==== TEXT PASSAGE ====

Addressing agriculture’s morality
WOOSTER, Ohio – During a recent presentation to cattle producers, Kevin Murphy, founder and owner of Food-Chain Communications LLC urged attendees of the Feeding Quality Forum to be proactive in representing their role in the food industry.
“There is a time for urgency, and the time is right now,” he said. “We’ve got to change the way we look at food issues, the way we respond to those issues and how we do it with the proper language. And we’ve got to do it right now.”
Murphy discussed the “food morality” movement and what it means to production agriculture. “Every single day you can pick up a newspaper or magazine that talks about how horrible modern agriculture is and the sins of the industrial agriculture model,” he said. “Now, we see activists moving toward denouncing what goes on in food through the prism of morality, religion and ethics.”
Industry critics no longer include the obvious groups, like People for the Ethical Treatment of Animals and the Humane Society of the United States. Nowadays, it’s the people those organizations try to influence, he noted, including: university professors, news reporters, religious organizations and civic groups.

==== RECORDED INFORMATION ====

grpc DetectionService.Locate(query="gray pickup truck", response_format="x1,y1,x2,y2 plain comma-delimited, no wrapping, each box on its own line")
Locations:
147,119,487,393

====
==== RECORDED INFORMATION ====

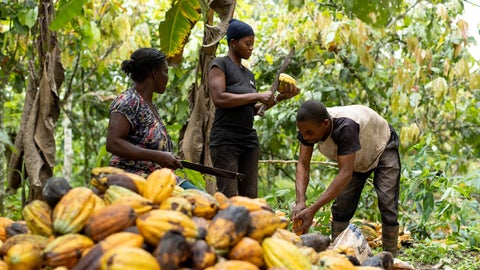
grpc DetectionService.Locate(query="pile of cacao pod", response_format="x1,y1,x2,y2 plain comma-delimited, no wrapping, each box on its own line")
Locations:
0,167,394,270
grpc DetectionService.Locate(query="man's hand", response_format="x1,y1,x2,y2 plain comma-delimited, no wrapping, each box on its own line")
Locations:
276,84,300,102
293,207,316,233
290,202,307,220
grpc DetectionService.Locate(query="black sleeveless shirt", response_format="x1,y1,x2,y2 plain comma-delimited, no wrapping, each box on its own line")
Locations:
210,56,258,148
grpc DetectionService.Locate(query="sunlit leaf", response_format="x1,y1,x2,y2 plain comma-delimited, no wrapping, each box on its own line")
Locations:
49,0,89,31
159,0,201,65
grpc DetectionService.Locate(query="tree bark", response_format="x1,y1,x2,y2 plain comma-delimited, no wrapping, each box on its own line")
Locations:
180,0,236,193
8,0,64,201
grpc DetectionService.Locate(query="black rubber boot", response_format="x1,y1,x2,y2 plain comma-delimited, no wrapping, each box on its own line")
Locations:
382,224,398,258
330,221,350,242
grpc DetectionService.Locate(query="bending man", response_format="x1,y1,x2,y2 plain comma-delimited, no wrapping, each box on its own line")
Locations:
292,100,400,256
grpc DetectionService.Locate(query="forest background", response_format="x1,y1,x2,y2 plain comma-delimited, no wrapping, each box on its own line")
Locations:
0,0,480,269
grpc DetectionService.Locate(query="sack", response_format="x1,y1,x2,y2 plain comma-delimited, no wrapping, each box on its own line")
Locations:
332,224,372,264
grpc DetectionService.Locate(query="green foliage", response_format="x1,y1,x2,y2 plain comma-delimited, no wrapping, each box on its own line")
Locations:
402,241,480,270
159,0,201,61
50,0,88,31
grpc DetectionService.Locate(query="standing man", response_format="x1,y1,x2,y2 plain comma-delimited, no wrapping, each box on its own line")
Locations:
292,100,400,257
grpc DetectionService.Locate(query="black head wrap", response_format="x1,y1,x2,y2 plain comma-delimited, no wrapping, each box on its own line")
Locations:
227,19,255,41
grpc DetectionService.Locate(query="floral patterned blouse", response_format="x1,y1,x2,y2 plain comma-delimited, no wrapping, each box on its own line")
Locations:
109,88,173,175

====

| JOB |
Continue the article on addressing agriculture's morality, picking up right after its last sentence.

| FINAL RESULT |
“Food is undeniably the most political issue on the planet,” he said, “and I feel like agriculture is completely ill-equipped and unprepared for anybody to ask a question about their ethics,” he said. “We have a tendency in agriculture to look at food as a physical, tangible, packaged product. In reality today, a lot of issues that are presented about food are not really about food – they’re about the issues that cascade around it.”
Similar to how anti-agriculture activists utilize emotional appeal to further their cause, Murphy recommends the following approaches to appeal to consumers’ moral questions:
1. Re-discover the 21st century moral farmer. “Society is now several generations removed from farming, but people still “yearn for a connection to the people who produce their food.”
2. Beware of the double standard. We must be able to morally and ethically differentiate the value of a human life and an animal’s with no exception, Murphy said.
3. Shed the guilt. “Agriculturalists are always on defense, feeling guilty and apologizing for what we do,” Murphy said.
4. Don’t rely on a public relations campaign. Murphy pointed out that each segment of the agriculture industry – livestock species, fresh produce, grain or others – has its own public-relations campaign, but the industry lacks a unified, grassroots voice.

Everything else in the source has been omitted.